### Work instruction
In your copy, include every record exactly and no pictures.

Start of Records provided

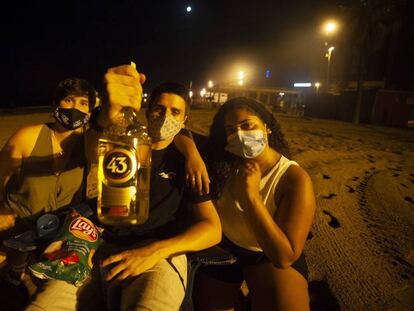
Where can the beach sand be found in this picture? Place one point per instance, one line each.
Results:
(360, 251)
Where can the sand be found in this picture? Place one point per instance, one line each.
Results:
(361, 247)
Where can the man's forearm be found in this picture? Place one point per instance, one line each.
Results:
(200, 236)
(203, 233)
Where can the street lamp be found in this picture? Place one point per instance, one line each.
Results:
(328, 56)
(330, 27)
(241, 77)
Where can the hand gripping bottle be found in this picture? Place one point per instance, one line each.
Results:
(124, 172)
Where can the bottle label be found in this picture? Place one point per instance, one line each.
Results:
(116, 200)
(119, 165)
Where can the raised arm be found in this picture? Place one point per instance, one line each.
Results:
(124, 86)
(10, 161)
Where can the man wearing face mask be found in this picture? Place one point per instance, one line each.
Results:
(42, 167)
(144, 266)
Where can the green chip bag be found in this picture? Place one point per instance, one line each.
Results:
(69, 256)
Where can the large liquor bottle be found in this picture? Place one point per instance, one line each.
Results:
(124, 172)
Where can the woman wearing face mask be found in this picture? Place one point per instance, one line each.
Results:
(43, 167)
(266, 205)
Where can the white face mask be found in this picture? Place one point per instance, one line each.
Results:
(162, 128)
(246, 144)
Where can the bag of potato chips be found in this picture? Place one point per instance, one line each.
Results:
(69, 256)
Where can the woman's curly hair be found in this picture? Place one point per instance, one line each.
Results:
(219, 160)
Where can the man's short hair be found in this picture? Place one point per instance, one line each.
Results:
(75, 87)
(173, 88)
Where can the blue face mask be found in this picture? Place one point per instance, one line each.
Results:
(246, 144)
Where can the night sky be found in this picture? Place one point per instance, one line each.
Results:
(47, 41)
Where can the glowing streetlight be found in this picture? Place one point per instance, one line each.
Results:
(328, 56)
(241, 77)
(317, 86)
(330, 27)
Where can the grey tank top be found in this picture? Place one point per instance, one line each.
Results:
(37, 189)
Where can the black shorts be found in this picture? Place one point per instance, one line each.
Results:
(234, 273)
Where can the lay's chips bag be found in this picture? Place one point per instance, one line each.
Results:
(69, 257)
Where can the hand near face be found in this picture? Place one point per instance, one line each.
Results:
(124, 89)
(6, 219)
(131, 263)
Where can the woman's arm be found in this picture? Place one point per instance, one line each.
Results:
(282, 236)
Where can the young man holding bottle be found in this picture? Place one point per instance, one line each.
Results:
(144, 266)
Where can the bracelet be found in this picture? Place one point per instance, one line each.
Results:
(93, 120)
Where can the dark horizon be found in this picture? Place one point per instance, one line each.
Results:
(47, 42)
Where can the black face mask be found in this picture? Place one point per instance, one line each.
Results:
(71, 118)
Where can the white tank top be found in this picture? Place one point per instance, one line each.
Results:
(231, 215)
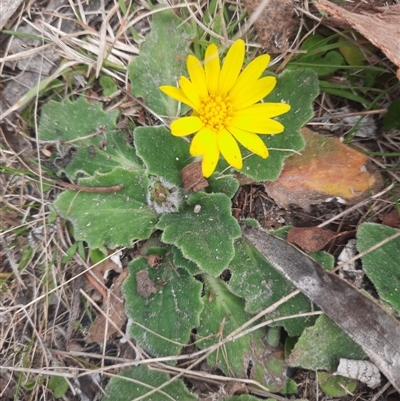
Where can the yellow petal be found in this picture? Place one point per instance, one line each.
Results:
(257, 124)
(190, 91)
(230, 149)
(250, 141)
(256, 91)
(197, 75)
(231, 68)
(250, 74)
(200, 141)
(212, 68)
(186, 125)
(210, 157)
(177, 94)
(265, 110)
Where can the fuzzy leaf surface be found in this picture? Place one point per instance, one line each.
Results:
(223, 313)
(161, 61)
(287, 90)
(162, 322)
(320, 347)
(382, 264)
(164, 155)
(86, 138)
(139, 380)
(111, 219)
(205, 238)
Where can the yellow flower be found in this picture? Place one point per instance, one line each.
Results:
(225, 106)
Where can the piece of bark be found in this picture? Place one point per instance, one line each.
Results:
(381, 28)
(115, 313)
(273, 22)
(325, 169)
(7, 9)
(360, 317)
(311, 239)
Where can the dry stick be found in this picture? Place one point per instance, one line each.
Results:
(360, 317)
(356, 206)
(372, 248)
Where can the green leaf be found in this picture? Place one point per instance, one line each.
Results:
(112, 219)
(137, 381)
(206, 237)
(181, 261)
(164, 155)
(161, 61)
(86, 139)
(162, 322)
(58, 385)
(381, 265)
(320, 347)
(336, 386)
(287, 90)
(245, 357)
(391, 120)
(108, 85)
(255, 280)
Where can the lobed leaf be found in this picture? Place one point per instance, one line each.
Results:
(320, 347)
(161, 61)
(162, 322)
(206, 237)
(245, 357)
(382, 264)
(290, 139)
(111, 219)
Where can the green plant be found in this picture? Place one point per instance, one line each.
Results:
(131, 189)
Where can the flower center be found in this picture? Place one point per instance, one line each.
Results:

End of Records provided

### Solution to the exercise
Where can the beach sand be found in this picture? Place one point per instance, one line each.
Results:
(360, 251)
Where can the sand be found in this picture? Place one point per instance, one line each.
Results:
(361, 247)
Where can the man's forearm be found in this picture? Place one point per instance, one line each.
Results:
(200, 236)
(203, 233)
Where can the street lamp be found in this picture? Place one point per instance, one line each.
Results:
(328, 56)
(330, 27)
(241, 77)
Where can the hand gripping bottle be found in this picture? Place one point per instance, one line each.
Results:
(124, 172)
Where can the bottle label be found in this picture? Place one point per instance, one line each.
Results:
(116, 200)
(119, 165)
Where can the raised arm be found in this picture? Place one point per instance, one line each.
Results:
(124, 86)
(10, 161)
Where can the man wearing face mask be found in this picture? Place one point per instance, one line each.
Results:
(42, 167)
(144, 266)
Where can the green chip bag be found in this picture? Place one point per instance, one line each.
Results:
(69, 256)
Where can the large liquor bottle be found in this picture? Place one point per instance, one line each.
Results:
(124, 172)
Where can the woman wearing face mask be found in this picture? Place one point per instance, one line each.
Results:
(43, 167)
(266, 205)
Where can the white face mask be found in this picture? Place one point per instance, one line each.
Results:
(162, 128)
(246, 144)
Where can the bag of potato chips be found in this picture? Place one point per instance, one line each.
Results:
(69, 256)
Where can the woman's curly hair be found in this picture? Place one point per instance, one line each.
Results:
(219, 160)
Where can the man's short hair be found in this picture? Place one point per instance, one line each.
Results:
(75, 87)
(173, 88)
Where can the blue face mask be found in this picture? Place one point per instance, one line each.
Results:
(246, 144)
Where can the night sky be found in this picture? Place one point per instance, one line each.
Results:
(47, 41)
Where can the glowing streetlight be found in this picture? Place one point per instance, one line each.
Results:
(328, 56)
(241, 77)
(317, 86)
(330, 27)
Where can the grey tank top be found in this picture? Place one point per instance, one line each.
Results:
(37, 189)
Where can the black shorts be found in this picture? Place one point per instance, one line each.
Results:
(234, 273)
Where can the lay's chips bag be found in this picture? Place one point per instance, one line each.
Results:
(69, 257)
Where can the hand near face be found in this picture? Place one point per instance, one line each.
Results:
(124, 89)
(6, 219)
(131, 263)
Where can the woman's arm be found in this picture? Place one point per instance, one line each.
Results:
(282, 236)
Where can the young man holding bottle be found in this picture? Place one point per instance, one line each.
Results:
(144, 266)
Where can the bracelet be found in this picture? Place one point per instance, one line each.
Results:
(93, 120)
Where can the dark horizon be found in this picture? Place one point per instance, one line each.
Results:
(47, 42)
Where can the black face mask be found in this picture? Place one point per instance, one line each.
Results:
(71, 118)
Where can the white tank top be found in this picture? Place one point per instance, one line each.
Results:
(231, 215)
Where can the yellow petal be found in this picture? Place one point per instance, one line each.
Results:
(257, 124)
(190, 91)
(230, 149)
(250, 141)
(256, 91)
(197, 75)
(231, 68)
(250, 74)
(200, 141)
(212, 68)
(186, 125)
(210, 157)
(177, 94)
(265, 110)
Where can the fuzzy leaf surface be found in this picture? Place one point per instance, one line each.
Results:
(223, 313)
(161, 61)
(287, 90)
(162, 322)
(320, 347)
(382, 264)
(164, 155)
(86, 138)
(139, 380)
(111, 219)
(205, 238)
Where can the yellow flower be found in this picture? Place one point per instance, one line each.
Results:
(225, 106)
Where can the piece of bark be found in this picture? Place one point per instance, one line each.
Results:
(381, 28)
(115, 313)
(273, 22)
(325, 169)
(7, 9)
(360, 317)
(311, 239)
Where can the dry stick be found in this picture? Place one point per instance, one line each.
Results:
(360, 317)
(356, 206)
(372, 248)
Where can the green leaf be found in this picture? Place one point per instance, one line each.
Results:
(112, 219)
(137, 381)
(206, 237)
(181, 261)
(164, 155)
(161, 61)
(86, 139)
(162, 322)
(58, 385)
(381, 265)
(320, 347)
(336, 386)
(287, 90)
(245, 357)
(391, 120)
(108, 85)
(255, 280)
Where can the lobed leaf be found in this picture? Place one point per instance, one line each.
Results:
(320, 347)
(161, 61)
(162, 322)
(206, 237)
(245, 357)
(382, 264)
(290, 139)
(111, 219)
Where can the green plant be found in this picture? Place one point per instance, one line each.
Results:
(131, 189)
Where can the flower center be found in this picture? Place one point per instance, one line each.
Results:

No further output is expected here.